:: TASK SET ::
1) Can you print, word for word, the part of the grow-lighting text that opens with the words containing "Configuration: The physical" and closes with "kits. See the picture below."?
2) How might the grow-lighting text go on? Supply what follows its final sentence, continuing in the same voice.
===== TEXT SEGMENT =====
I will be using natural sunlight supplemented with LED grow lighting. The cultivation unit will be placed in front of a window that will receive relatively direct sunlight during most of the daylight hours. The vertically oriented LED lighting will be placed on the opposite side of the cultivation unit from the window. As the cultivation unit is rotated continuously throughout the day plants will receive both direct natural sunlight and artificial lighting. Meaning all plants will receive either sunlight or artificial light during the entire daylight hours period. During dark hours, the cultivation unit will be rotated periodically to provide pre-determined periods of artificial lighting. Over an approx. 12 hour period of dark each stack of planting areas should receive an additional two hours of artificial lighting as well as some additional time where they receive defuse artificial lighting. I think I could increase the dark hours light received by introducing reflective materials placed opposite the artificial lighting. However, this would have to be manually removed and put in place in the morning and evening. As I am trying to keep the system as automated as possible, I will not do this unless deemed absolutely necessary. Also, if I can work out how to read ambient light from the sensor-puck via an RPi then I can base the lighting schedule on the change in morning and evening ambient light.

LED lighting system details:

As my LED lighting is only being used to supplement natural sunlight, the quality, power nd spectral output, of the LED light may not be as critical as when using artificial lighting exclusively. It is difficult to know the exact output power and spectral output of an artificial lighting system if it is not, truthfully, provided by the manufacturer. To do this requires some relatively specialized and expensive equipment that I do not have access to. So below is my best estimate using the information provided by the manufacturer and data I have gathered in testing.

Configuration: The physical configuration of the LED arrays I'm using is strips of 36 total (27 Red and 9 Blue) LEDs. Each strip is 0.5m in length and approx. 1.3cm in width. They are sold in kits of 5 strips for $35 per kit. I am using two kits. See the picture below.

I have mounted the strips on a  9.5mm x 6.5cm x 1m plywood backing strip. Each kit is mounted five across. Then I've attached the plywood backing pieces to PVC pipe with the two kits being mounted one above the other using a PVC coupler. See the picture below. I am using an old modified guitar stand to support the entire structure. It turned out to be quite stable and adjustable. See pictures below.
===== RAW DATA =====
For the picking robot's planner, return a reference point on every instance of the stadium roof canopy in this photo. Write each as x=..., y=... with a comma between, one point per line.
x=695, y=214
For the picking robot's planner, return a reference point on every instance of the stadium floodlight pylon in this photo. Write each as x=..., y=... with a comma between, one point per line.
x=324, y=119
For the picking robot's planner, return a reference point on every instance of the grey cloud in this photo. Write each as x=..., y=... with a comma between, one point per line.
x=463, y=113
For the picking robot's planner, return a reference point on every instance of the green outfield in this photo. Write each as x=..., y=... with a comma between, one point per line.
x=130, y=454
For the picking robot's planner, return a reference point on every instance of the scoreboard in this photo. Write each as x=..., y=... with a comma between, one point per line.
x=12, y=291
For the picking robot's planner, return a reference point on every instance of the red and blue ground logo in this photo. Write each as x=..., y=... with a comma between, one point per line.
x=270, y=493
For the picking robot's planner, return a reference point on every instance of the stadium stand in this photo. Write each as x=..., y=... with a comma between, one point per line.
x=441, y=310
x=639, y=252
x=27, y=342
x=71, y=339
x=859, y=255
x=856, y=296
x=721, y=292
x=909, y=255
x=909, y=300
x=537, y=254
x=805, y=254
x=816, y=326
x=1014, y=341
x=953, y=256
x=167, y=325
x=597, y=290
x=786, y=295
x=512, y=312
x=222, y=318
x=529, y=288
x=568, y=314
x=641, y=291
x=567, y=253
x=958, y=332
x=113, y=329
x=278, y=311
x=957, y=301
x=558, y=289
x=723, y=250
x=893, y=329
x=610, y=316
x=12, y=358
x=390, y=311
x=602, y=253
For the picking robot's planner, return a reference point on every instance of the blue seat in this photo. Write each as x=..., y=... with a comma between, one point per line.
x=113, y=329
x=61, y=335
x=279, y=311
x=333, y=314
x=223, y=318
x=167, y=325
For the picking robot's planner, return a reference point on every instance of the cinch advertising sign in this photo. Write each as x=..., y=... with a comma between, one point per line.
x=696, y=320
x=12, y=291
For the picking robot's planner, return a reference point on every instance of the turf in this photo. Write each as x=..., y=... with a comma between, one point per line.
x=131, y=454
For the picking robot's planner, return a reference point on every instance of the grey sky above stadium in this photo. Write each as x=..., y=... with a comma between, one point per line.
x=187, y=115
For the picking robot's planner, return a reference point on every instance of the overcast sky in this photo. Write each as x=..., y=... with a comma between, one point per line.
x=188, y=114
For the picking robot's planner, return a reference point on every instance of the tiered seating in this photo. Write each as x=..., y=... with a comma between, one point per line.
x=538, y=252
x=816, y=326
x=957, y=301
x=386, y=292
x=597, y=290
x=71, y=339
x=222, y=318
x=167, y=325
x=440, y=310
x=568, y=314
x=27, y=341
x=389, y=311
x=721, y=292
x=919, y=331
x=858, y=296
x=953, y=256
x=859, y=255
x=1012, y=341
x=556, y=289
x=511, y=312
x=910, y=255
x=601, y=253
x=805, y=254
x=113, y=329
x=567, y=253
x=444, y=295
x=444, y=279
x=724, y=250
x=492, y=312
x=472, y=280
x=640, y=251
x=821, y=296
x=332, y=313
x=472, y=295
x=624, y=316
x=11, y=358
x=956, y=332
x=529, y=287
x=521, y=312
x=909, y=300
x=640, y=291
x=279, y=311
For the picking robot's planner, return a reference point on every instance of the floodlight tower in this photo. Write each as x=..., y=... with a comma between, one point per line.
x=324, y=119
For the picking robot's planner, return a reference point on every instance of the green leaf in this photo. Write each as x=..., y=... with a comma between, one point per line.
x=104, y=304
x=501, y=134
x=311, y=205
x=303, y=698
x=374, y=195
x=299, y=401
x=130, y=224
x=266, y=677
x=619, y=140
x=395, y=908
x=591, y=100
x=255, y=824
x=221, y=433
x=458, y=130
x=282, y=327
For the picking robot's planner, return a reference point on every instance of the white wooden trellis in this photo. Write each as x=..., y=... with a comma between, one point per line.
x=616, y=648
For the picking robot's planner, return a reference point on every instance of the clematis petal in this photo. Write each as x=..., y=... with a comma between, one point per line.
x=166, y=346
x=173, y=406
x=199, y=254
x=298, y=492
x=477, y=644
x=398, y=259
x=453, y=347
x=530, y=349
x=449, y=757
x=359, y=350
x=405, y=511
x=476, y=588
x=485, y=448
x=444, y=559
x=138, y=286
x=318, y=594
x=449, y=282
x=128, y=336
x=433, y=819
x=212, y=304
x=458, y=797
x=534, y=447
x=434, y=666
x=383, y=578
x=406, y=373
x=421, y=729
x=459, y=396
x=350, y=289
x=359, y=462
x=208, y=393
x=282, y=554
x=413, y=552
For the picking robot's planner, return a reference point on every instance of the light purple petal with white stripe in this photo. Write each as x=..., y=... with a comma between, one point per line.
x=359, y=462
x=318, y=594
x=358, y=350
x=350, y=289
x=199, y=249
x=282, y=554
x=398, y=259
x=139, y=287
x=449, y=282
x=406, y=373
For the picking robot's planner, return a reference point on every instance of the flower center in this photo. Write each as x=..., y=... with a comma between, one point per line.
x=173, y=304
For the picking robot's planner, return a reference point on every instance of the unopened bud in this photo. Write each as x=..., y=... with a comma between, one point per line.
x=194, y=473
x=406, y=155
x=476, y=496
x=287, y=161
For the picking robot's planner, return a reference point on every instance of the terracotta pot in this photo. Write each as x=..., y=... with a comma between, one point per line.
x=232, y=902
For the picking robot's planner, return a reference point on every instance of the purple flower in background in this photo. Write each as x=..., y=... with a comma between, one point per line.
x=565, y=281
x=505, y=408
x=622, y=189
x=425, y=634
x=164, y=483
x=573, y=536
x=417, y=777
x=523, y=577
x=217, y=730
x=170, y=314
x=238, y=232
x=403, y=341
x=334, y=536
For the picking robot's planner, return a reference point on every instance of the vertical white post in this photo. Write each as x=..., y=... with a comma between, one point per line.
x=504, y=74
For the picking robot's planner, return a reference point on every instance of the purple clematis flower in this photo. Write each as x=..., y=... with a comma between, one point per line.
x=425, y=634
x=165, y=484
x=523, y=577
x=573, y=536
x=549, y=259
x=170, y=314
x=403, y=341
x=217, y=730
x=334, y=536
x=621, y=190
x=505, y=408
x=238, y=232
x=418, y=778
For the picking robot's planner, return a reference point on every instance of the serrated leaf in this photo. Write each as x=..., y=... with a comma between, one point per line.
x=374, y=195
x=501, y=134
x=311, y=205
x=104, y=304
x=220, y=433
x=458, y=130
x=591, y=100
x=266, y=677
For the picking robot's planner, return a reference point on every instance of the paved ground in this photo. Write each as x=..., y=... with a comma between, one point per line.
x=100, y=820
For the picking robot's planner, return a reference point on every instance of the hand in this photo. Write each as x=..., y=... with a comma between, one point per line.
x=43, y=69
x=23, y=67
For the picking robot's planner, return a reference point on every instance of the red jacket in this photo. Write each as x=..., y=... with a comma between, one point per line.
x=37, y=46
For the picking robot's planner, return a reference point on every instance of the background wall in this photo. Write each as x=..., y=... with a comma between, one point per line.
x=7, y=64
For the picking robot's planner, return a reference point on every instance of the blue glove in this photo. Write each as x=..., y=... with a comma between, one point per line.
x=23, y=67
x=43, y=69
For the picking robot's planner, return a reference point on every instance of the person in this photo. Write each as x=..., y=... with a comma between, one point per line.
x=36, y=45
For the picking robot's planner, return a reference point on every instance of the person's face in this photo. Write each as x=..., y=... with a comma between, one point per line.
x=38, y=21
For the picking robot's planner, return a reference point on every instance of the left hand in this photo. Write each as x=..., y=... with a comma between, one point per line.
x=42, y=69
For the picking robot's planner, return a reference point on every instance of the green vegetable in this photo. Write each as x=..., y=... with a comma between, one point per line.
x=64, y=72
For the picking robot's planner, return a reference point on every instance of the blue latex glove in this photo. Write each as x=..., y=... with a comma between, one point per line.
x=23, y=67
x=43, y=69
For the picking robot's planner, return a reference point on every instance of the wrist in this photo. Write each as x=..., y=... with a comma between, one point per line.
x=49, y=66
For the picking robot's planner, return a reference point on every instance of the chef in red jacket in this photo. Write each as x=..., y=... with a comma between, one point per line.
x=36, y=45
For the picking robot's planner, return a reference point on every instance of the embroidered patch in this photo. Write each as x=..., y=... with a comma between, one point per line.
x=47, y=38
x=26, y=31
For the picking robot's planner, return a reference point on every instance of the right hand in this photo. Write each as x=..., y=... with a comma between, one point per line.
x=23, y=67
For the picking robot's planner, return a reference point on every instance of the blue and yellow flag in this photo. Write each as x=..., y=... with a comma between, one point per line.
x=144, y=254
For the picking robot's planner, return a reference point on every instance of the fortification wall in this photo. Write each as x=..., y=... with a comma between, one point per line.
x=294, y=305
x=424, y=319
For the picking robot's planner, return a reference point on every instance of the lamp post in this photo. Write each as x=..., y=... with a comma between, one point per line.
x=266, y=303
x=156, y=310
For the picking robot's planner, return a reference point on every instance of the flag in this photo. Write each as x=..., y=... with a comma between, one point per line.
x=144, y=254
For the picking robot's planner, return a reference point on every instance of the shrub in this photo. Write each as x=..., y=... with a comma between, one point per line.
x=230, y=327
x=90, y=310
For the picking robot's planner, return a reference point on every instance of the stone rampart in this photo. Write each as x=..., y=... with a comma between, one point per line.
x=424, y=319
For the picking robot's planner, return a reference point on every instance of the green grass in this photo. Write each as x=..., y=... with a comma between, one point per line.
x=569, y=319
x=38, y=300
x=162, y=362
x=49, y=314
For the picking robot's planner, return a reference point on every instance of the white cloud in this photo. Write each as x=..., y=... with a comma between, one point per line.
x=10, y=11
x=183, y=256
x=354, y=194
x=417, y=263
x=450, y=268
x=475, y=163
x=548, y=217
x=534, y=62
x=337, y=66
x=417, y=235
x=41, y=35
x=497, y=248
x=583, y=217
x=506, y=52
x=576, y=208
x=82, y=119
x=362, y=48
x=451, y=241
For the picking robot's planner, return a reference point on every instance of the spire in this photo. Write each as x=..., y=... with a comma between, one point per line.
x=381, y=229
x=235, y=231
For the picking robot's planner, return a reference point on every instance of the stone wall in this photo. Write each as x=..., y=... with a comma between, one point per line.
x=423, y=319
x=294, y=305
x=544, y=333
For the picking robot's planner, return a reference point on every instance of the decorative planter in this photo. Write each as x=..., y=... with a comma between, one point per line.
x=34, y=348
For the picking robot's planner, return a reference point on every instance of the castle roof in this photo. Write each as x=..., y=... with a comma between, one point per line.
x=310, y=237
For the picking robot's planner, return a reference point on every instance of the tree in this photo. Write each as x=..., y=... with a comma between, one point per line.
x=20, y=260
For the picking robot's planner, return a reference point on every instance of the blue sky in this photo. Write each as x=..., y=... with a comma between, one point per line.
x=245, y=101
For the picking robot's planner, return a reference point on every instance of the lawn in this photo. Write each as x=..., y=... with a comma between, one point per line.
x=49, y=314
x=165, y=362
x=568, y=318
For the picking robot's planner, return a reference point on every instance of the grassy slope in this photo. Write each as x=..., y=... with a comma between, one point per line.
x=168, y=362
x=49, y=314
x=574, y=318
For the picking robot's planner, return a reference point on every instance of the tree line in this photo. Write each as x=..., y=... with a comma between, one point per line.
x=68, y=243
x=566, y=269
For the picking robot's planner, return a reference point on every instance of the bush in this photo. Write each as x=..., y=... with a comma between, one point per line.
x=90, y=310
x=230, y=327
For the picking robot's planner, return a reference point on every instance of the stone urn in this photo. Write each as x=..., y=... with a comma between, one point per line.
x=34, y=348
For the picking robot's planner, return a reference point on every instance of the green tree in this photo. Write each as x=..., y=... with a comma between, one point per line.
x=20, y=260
=====
:: THE RESULTS ::
1)
Configuration: The physical configuration of the LED arrays I'm using is strips of 36 total (27 Red and 9 Blue) LEDs. Each strip is 0.5m in length and approx. 1.3cm in width. They are sold in kits of 5 strips for $35 per kit. I am using two kits. See the picture below.

2)
Power output: Using a simple multimeter I have determined that my LED light array draws a total of approx. 5A @ 12VDC. So the input power is 60W. The manufacturer claims a power factor of 97%. Since the concept of power factor doesn't apply to DC circuits, as the have no reactance, then the term power factor doesn't really apply. So I'm assuming they are referring to power efficiency, or that input power which is actually seen in the output of the circuit. I don't know this for sure. So I believe the total output power of the array should be approx. 58W.

Currently, the light strips are connected such that each corresponding top and bottom strip is in series while the five sets of two are in parallel. I could probably get a little more power out by connecting all strips in parallel. But the series/parallel combination turned out to be very convenient and I believe I have enough power output for the application.

Spectral output: The lights I have chosen do not produce the absolute optimal spectral content. They are made up of only two colors (wavelengths). These being Red @ 660nm and Blue @ 445nm. Red light promotes photosynthesis, which are beneficial while plants are growing and flowering. While blue light promotes the synthesis of Chlorophyll and Carotenoid, which are benneficial for promoting the leaf growth.

In a subsequent blog I intend to go into more detail concerning the cultivation requirements including lighting and nutrient requirements. In this blog I simply wanted to present the design and implementation details for my chosen lighting system.

As always, happy vertical farming and good luck to all the challengers.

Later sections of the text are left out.